▶ [Source text]:
==*==

In Part I, I argued that unsuccessful replications should more constructively be seen as scientific beginnings rather than ends. As promised, in Part II I will more concretely demonstrate this by organizing all of the available replication information for Schnall et al.’s (2008) studies using an approach being developed at CurateScience.org.
CurateScience.org aims to accelerate the growth of cumulative knowledge by organizing information about replication results and allowing constructive comments by the community of scientists regarding the careful interpretation of replication results. Links to available data, syntax files, and experimental materials will also be organized. The web platform aims to be a one-stop shop to locate, add, and modify such information and also facilitate constructive discussions and new scholarship of published research findings. (The kinds of heated debates currently happening regarding Schnall et al.’s studies that makes science so exciting — well, minus the ad hominem attacks!)
Below is a screenshot of the organized replication results for the Schnall et al. (2008) studies, including links to available data files, forest plot graph of the effect size confidence intervals, and aggregated list of relevant blog posts and tweets.
As can be seen, there are actually 4 additional direct replications in addition to Johnson et al.’s (2014) special issue direct replications. As mentioned in Part I, two “successful” direct replications have been reported for Schnall et al.’s Study 1. However, as can readily be seen, these two studies were under-powered (@60%) to detect the original d=-.60 effect size and both effect size CIs include zero. Consequently, it would be inappropriate to characterize these studies as “successful” (the < .05 p-values reported on PsychFileDrawer.org were one-tailed tests). That being said, these studies should not be ignored given they contribute additional evidence that should count toward one’s overall evaluation of the evidence for the claim that cleanliness priming influences moral judgments.
Unsuccessful replications should also be viewed as beginnings given that virtually all replicators make their data publicly available for verification and re-analysis (one of Curate Science’s focus). Hence, any interested researcher can download the data and re-analyze it from a different theoretical perspective and potentially gain new insights into the discrepant results. Data availability also plays an important role in interpreting replication results, especially in the case the results have not been peer-reviewed. That is, one should put more weight into replication results whose conclusions can be verified via re-analysis than replication results that do not have available data.

==*==

▶ [Excerpted records]:
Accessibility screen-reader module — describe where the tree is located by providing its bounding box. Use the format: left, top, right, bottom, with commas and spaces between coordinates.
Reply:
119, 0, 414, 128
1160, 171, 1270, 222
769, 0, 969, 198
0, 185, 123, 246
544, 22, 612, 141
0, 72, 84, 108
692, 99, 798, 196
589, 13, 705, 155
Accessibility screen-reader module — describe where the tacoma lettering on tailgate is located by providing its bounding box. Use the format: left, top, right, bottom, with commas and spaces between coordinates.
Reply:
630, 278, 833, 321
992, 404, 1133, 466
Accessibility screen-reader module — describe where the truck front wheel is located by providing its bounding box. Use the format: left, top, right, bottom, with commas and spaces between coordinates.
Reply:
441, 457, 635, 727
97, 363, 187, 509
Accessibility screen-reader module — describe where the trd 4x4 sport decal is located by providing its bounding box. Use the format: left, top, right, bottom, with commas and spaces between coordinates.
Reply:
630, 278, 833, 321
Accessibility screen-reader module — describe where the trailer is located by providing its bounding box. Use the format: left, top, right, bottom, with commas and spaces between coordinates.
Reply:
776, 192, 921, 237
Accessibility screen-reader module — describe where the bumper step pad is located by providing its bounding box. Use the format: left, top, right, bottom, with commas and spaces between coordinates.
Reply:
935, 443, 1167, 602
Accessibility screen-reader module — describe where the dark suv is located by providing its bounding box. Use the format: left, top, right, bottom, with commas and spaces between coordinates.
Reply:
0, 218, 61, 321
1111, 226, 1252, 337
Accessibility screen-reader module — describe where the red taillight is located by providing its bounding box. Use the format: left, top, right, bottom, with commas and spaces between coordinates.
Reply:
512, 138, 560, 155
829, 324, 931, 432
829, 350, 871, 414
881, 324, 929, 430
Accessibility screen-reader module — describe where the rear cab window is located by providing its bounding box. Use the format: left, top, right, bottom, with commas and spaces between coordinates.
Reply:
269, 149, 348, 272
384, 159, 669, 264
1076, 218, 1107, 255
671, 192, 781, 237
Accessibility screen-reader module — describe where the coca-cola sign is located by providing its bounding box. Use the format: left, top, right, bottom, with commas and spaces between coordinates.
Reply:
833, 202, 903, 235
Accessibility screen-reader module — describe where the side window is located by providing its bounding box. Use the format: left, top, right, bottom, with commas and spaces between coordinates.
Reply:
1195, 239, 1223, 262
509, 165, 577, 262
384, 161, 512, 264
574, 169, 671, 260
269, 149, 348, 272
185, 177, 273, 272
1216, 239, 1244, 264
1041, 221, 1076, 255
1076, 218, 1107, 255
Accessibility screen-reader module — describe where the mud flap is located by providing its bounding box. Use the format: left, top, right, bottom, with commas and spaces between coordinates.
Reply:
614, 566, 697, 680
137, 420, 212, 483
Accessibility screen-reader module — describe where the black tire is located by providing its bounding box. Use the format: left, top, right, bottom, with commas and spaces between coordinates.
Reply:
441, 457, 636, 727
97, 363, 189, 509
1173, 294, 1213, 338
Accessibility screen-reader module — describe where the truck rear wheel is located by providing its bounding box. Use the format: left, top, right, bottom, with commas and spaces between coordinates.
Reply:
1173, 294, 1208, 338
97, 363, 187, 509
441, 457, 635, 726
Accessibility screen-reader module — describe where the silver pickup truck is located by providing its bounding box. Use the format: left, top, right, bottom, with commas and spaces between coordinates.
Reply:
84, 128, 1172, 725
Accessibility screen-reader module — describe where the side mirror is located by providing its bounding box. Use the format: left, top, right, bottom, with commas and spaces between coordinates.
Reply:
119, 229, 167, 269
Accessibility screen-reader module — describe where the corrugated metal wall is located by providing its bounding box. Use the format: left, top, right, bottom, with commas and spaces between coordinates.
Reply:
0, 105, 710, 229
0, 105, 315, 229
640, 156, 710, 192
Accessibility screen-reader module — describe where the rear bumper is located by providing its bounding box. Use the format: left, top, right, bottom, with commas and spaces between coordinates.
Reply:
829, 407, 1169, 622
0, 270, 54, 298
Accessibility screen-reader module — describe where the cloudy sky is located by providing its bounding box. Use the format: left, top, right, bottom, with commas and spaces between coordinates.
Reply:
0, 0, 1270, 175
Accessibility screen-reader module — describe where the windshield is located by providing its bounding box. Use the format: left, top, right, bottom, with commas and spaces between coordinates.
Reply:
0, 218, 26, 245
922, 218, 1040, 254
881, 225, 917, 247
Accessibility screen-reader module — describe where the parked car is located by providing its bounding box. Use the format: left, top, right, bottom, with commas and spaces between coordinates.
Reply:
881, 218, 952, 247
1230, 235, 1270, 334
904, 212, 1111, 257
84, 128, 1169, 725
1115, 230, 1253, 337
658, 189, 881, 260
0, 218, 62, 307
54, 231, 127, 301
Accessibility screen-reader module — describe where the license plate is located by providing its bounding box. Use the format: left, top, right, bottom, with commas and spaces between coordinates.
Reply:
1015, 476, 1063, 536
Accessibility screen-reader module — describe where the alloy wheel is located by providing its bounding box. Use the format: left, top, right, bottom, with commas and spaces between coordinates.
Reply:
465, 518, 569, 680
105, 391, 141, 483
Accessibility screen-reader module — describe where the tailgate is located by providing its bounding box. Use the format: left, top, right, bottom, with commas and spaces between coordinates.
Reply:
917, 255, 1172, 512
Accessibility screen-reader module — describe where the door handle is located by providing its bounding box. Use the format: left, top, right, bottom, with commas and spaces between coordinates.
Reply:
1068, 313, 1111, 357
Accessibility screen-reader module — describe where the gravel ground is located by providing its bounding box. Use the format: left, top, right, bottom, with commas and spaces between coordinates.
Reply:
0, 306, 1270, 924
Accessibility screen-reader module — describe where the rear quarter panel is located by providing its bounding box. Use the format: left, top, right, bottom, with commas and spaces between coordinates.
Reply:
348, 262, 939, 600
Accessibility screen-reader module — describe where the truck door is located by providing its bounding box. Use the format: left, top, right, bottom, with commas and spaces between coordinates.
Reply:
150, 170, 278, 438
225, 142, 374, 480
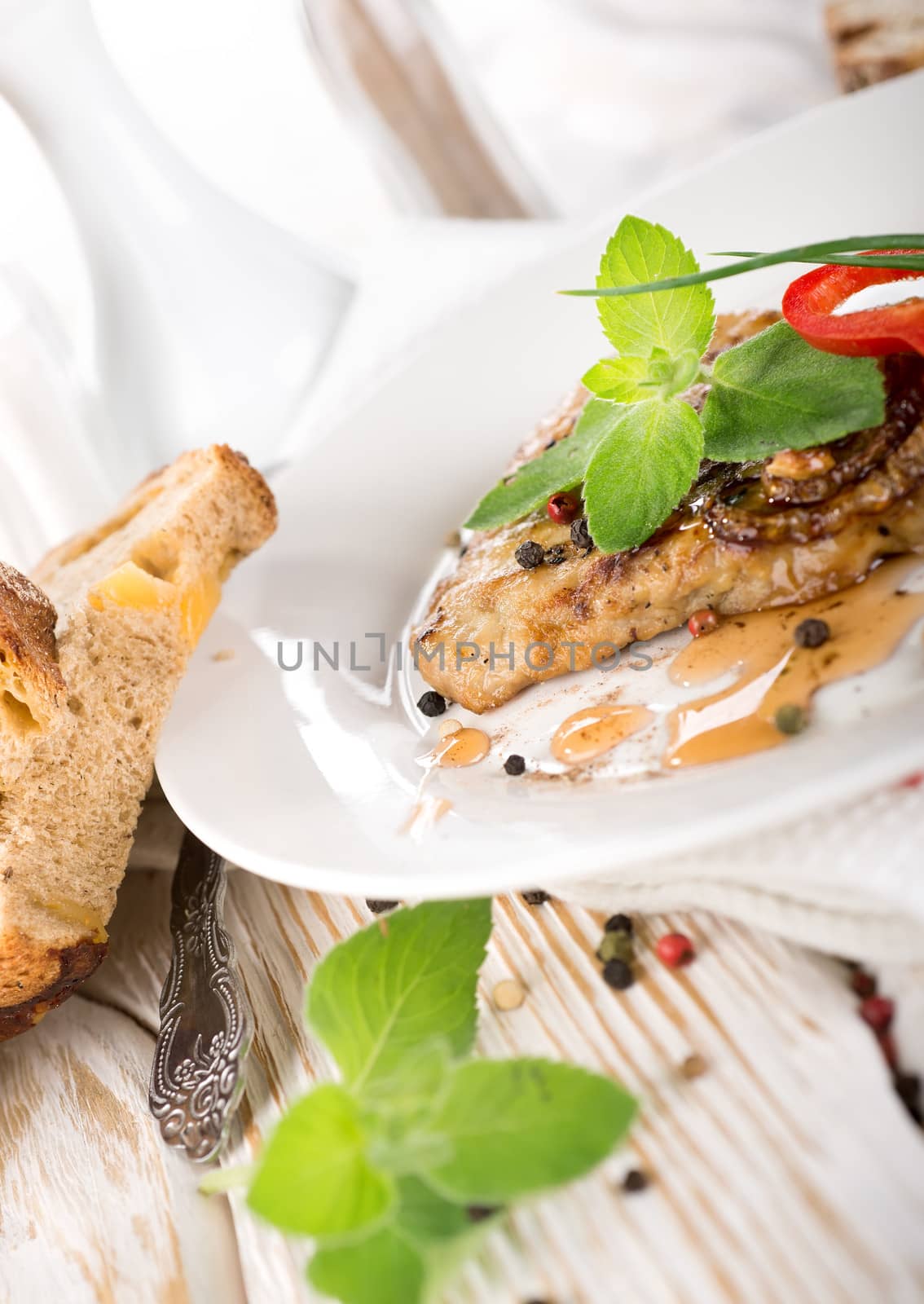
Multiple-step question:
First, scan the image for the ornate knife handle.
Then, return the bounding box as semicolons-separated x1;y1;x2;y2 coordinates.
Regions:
147;832;253;1161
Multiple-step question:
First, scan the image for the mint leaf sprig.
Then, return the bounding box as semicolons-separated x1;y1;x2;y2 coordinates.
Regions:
202;901;636;1304
559;231;924;298
465;217;881;553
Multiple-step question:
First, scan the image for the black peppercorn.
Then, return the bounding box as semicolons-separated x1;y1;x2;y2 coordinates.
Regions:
417;689;446;716
893;1073;922;1123
571;517;593;553
513;539;545;570
465;1205;502;1222
604;960;635;991
795;619;831;648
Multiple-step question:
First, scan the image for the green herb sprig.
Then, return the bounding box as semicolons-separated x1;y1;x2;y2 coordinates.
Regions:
202;901;636;1304
465;217;886;553
561;232;924;298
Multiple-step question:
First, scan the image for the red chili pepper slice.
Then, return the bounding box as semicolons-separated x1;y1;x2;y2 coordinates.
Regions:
783;249;924;357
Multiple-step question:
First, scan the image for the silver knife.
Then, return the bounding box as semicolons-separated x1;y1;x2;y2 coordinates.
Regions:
147;830;253;1162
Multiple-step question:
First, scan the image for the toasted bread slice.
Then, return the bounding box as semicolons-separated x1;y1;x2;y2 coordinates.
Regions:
0;446;276;1041
826;0;924;91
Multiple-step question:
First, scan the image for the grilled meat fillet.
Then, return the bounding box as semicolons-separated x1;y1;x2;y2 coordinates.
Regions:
411;313;924;712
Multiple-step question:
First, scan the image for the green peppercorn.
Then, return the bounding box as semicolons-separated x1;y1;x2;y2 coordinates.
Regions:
772;702;808;734
597;932;635;963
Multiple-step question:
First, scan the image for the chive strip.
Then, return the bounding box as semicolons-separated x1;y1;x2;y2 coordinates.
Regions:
559;232;924;298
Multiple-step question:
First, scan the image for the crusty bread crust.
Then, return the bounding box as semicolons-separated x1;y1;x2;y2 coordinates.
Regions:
826;0;924;91
0;930;109;1042
0;446;276;1041
0;562;64;725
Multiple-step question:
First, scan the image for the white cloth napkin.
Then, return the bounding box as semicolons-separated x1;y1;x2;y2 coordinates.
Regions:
311;222;924;963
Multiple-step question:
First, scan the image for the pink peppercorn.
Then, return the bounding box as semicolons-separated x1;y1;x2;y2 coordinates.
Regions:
654;932;696;969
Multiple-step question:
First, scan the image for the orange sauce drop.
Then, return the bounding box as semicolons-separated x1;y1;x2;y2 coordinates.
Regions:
663;557;924;768
552;704;653;765
431;729;491;769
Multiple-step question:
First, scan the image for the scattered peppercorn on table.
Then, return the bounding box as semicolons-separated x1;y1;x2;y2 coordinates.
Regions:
0;787;924;1304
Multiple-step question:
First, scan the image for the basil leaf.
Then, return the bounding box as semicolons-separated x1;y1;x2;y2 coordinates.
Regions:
465;399;605;530
597;217;715;357
583;348;700;403
584;399;702;553
702;322;885;461
307;1178;495;1304
581;357;652;403
248;1084;395;1236
307;1227;426;1304
424;1059;636;1205
307;901;491;1104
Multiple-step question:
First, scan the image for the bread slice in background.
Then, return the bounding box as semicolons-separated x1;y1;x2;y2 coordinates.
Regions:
0;446;276;1041
825;0;924;91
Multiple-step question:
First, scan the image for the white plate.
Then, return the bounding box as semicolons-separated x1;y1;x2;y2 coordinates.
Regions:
158;74;924;897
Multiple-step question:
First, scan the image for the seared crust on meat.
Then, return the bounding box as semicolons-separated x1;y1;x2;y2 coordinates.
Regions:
411;313;924;712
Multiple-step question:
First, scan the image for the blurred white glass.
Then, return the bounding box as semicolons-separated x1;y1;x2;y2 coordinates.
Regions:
0;267;115;571
0;0;352;484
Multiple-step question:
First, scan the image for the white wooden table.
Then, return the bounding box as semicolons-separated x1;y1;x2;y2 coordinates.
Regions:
0;787;924;1304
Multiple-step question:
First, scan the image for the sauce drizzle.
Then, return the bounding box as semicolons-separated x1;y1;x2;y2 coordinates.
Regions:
552;706;654;765
663;557;924;769
430;729;491;769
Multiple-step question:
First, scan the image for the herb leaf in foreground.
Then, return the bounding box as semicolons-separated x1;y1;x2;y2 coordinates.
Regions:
307;1178;495;1304
231;902;635;1304
584;399;702;553
597;217;715;357
307;1227;426;1304
465;399;615;530
709;322;885;464
416;1059;636;1205
248;1082;395;1236
583;348;700;403
307;901;491;1102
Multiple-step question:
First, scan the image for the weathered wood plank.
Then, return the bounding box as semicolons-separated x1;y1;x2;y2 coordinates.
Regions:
24;798;924;1304
0;996;244;1304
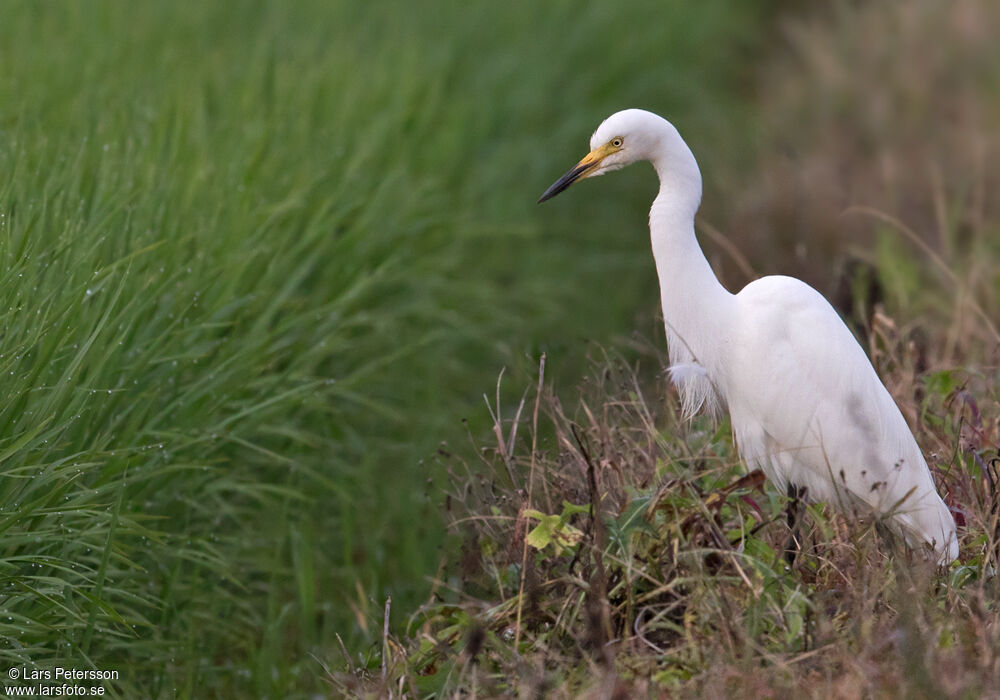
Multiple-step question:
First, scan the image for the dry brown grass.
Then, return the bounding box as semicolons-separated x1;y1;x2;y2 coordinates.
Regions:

==*==

▶ [Required task A]: In the replication post, what kind of tests produced the p-values below .05 that PsychFileDrawer.org reported?
▶ [Required task B]: Reproduce the part of the replication post from "As can be seen, there" up to and including "influences moral judgments.".
▶ [Required task C]: Pick up the replication post after its final sentence and continue writing it.

▶ [Written answer A]: One-tailed tests.

▶ [Written answer B]:
As can be seen, there are actually 4 additional direct replications in addition to Johnson et al.’s (2014) special issue direct replications. As mentioned in Part I, two “successful” direct replications have been reported for Schnall et al.’s Study 1. However, as can readily be seen, these two studies were under-powered (@60%) to detect the original d=-.60 effect size and both effect size CIs include zero. Consequently, it would be inappropriate to characterize these studies as “successful” (the < .05 p-values reported on PsychFileDrawer.org were one-tailed tests). That being said, these studies should not be ignored given they contribute additional evidence that should count toward one’s overall evaluation of the evidence for the claim that cleanliness priming influences moral judgments.

▶ [Written answer C]:
Organizing replication results in this situation makes it clear that virtually all of the replication efforts have targeted Schnall et al.’s Study 1. Only one direct replication is so far available for Shnall et al.’s Study 2. Though this replication study used a much larger sample and was pre-registered (hence more weight should be given to its results), it is not the case that the final verdict has been spoken. Our confidence in Study 2’s original results should decrease to some extent (assuming the replication results can be reproduced from the raw data), however, more evidence would be needed to further decrease our confidence.
And even in the event of subsequent negative results from high-powered direct replications (for either of Schnall et al.’s studies), it would still be possible that cleanliness priming can influence moral judgments using more accurate instruments or using more advanced designs (e.g., highly-repeated within-person designs). CurateScience.org aims to facilitate constructive discussions and theoretical debates of these kinds to accelerate the growth of cumulative knowledge in psychology/neuroscience (and beyond). Unsuccessful replications are beginnings, not ends.
The Schnall-Effect:
Combine the two studies by Schnall and combine all other studies and compare Schnall’s mean to the mean of other researchers. You can see a significant (non-overlapping confidence intervals) difference.
So, the question is why does Schnall report stronger effects than other researchers?
It is also clear that the effect sizes is negatively related to sample size. So, another question is why smaller samples produce stronger effects?
A plausible explanation is that smaller studies use QRPs to produce significant results, which would lead to the conclusion that Schnall’s stronger effect sizes are the result of a more liberal use of QRPs.
Thanks for the comment Uli. The (unintentional or intentional) use of QRPs is definitely a possibility to explain the discrepant results of the replicators in relation to Schnall et al.’s original findings. Note, however, that there are other possibilities (e.g., differences in cross-cultural moral values, political conservatism), though I would consider these possibilities as less likely. Nonetheless, we should avoid strong conclusions on this point until further evidence emerges on this question.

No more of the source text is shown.